(Shape annotation entries)
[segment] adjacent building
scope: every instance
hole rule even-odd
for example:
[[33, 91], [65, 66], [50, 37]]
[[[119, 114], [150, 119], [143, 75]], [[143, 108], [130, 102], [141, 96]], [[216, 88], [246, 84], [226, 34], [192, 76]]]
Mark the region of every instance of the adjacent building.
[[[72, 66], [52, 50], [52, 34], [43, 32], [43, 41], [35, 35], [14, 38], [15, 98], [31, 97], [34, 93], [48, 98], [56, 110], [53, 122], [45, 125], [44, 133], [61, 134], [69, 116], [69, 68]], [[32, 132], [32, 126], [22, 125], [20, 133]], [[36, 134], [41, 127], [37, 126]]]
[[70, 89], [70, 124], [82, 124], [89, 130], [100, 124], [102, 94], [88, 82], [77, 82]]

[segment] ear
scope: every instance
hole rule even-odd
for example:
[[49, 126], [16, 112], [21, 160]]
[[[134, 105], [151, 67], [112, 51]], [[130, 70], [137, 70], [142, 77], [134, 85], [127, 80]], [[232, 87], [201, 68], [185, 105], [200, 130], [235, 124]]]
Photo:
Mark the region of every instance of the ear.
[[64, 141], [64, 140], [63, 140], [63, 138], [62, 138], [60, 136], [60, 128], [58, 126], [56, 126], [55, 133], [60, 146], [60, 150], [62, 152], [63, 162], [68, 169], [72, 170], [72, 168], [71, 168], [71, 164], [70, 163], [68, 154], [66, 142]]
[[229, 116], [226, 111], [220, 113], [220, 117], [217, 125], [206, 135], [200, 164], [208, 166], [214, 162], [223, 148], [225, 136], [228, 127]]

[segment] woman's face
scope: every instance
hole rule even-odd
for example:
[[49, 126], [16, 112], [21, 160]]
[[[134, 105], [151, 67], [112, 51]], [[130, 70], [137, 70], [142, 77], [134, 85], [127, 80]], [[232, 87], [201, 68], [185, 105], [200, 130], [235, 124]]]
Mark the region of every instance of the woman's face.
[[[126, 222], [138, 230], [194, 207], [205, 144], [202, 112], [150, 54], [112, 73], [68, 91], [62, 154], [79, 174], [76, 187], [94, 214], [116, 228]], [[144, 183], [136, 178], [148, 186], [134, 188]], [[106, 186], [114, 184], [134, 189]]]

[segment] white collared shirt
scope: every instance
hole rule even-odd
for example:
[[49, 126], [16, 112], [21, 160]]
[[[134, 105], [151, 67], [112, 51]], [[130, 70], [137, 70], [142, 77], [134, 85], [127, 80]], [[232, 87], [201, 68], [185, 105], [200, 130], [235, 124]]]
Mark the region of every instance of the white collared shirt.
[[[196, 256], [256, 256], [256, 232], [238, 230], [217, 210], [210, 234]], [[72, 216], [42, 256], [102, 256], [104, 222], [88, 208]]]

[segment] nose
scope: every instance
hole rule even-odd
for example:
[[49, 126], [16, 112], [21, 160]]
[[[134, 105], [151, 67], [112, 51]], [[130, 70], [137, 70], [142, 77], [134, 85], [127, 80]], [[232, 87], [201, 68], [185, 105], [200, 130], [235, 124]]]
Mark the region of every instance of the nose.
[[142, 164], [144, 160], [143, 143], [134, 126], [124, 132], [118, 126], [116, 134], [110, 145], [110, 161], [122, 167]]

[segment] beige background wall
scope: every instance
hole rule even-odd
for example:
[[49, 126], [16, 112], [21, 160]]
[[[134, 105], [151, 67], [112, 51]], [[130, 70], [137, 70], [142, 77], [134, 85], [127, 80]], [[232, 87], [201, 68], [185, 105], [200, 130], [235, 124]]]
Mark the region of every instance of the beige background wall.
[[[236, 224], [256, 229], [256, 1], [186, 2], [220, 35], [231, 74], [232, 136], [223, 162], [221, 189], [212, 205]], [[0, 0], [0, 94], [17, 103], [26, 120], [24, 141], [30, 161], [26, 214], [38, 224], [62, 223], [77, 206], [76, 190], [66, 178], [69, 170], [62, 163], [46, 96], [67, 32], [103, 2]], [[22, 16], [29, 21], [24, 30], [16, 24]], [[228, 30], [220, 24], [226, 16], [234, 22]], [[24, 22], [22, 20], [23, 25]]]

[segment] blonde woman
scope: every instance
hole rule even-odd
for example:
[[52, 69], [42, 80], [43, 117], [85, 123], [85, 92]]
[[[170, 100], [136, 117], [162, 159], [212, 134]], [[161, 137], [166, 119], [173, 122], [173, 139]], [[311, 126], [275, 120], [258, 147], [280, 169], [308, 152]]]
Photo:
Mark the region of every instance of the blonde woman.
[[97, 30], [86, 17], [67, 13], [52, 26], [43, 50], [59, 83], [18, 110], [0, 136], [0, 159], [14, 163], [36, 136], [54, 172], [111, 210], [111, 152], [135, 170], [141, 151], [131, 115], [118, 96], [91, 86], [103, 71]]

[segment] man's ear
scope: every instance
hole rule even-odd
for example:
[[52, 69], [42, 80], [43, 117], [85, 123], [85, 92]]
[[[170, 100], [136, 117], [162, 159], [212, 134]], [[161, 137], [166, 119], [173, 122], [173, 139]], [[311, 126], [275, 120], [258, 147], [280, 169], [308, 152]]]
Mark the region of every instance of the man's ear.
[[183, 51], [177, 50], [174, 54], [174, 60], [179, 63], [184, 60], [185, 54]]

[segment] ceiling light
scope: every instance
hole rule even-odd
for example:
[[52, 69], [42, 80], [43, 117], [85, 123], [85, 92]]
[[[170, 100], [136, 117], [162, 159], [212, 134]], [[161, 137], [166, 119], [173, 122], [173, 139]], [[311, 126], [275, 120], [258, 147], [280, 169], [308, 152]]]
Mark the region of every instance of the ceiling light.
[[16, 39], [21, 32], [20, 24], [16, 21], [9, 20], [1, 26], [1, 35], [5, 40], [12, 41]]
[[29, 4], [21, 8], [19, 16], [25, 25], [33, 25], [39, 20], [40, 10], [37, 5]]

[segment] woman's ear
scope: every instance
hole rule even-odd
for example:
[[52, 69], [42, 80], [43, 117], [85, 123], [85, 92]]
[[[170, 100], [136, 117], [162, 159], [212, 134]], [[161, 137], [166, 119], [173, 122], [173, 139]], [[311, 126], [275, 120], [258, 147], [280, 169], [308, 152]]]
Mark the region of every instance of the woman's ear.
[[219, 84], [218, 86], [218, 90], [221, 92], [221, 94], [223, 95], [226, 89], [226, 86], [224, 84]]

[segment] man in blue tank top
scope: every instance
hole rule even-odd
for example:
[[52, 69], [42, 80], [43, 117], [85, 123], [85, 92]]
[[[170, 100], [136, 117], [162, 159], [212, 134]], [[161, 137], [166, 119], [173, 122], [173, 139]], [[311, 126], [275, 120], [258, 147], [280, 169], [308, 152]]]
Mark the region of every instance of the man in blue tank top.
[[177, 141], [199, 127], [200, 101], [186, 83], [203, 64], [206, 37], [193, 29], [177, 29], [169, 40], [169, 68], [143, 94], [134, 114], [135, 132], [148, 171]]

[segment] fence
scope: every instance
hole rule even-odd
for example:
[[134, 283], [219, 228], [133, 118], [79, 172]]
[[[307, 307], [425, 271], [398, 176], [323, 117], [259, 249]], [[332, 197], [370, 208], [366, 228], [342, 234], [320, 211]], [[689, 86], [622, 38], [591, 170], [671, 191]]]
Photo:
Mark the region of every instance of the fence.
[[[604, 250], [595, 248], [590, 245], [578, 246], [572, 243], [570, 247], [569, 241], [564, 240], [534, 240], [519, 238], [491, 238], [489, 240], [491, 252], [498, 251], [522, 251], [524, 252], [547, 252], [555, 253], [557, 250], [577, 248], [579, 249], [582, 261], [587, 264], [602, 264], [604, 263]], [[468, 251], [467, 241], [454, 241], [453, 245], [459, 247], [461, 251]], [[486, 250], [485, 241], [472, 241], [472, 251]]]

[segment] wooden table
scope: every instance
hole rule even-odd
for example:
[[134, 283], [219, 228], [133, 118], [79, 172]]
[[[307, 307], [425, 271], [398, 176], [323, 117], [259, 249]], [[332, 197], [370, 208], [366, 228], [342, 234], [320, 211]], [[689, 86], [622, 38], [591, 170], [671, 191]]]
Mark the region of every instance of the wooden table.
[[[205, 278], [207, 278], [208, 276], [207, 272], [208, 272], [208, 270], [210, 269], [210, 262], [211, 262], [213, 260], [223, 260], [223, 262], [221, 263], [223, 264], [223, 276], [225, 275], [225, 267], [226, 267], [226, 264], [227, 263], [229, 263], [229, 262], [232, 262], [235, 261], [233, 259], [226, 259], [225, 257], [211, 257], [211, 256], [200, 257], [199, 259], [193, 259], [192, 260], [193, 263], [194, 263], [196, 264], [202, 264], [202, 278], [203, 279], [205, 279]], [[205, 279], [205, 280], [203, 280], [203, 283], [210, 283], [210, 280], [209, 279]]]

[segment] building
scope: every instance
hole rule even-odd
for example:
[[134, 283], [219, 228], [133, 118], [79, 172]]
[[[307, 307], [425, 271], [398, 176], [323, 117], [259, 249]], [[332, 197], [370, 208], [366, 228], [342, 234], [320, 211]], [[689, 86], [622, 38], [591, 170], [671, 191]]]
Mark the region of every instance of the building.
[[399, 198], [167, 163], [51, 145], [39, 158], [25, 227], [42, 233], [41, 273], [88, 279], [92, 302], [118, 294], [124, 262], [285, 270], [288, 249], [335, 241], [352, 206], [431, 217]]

» WHAT YOU WILL DO: Copy only this span: the line that contains "[segment] wooden table", the last line, and every line between them.

» REPLY:
[segment] wooden table
scope: every instance
hole rule even-odd
for example:
[[134, 283], [219, 228], [133, 118], [79, 172]]
[[[307, 307], [425, 271], [398, 176], [323, 117], [259, 249]], [[332, 197], [370, 208], [366, 228], [342, 234], [320, 211]], [[689, 86], [622, 38], [591, 170], [671, 191]]]
Mark the region of every instance of the wooden table.
[[[205, 278], [207, 278], [208, 276], [207, 272], [208, 272], [208, 270], [210, 269], [210, 262], [211, 262], [213, 260], [223, 260], [223, 262], [221, 263], [223, 264], [223, 276], [225, 275], [225, 267], [226, 267], [226, 264], [227, 263], [229, 263], [229, 262], [232, 262], [235, 261], [233, 259], [226, 259], [225, 257], [211, 257], [211, 256], [200, 257], [199, 259], [193, 259], [192, 260], [193, 263], [194, 263], [196, 264], [202, 264], [202, 278], [203, 279], [205, 279]], [[205, 279], [205, 280], [203, 280], [203, 283], [210, 283], [210, 280], [209, 279]]]

[segment] building
scope: every instance
hole rule even-odd
for example:
[[134, 283], [219, 228], [133, 118], [79, 172]]
[[[307, 307], [425, 271], [398, 176], [323, 117], [259, 249]], [[332, 197], [370, 208], [366, 228], [342, 234], [320, 211]], [[689, 86], [622, 38], [591, 170], [671, 191]]]
Mark the region of every instance of the building.
[[399, 198], [167, 163], [51, 145], [39, 158], [25, 227], [42, 233], [41, 273], [88, 279], [92, 302], [118, 294], [124, 262], [285, 270], [288, 249], [335, 241], [352, 206], [431, 217]]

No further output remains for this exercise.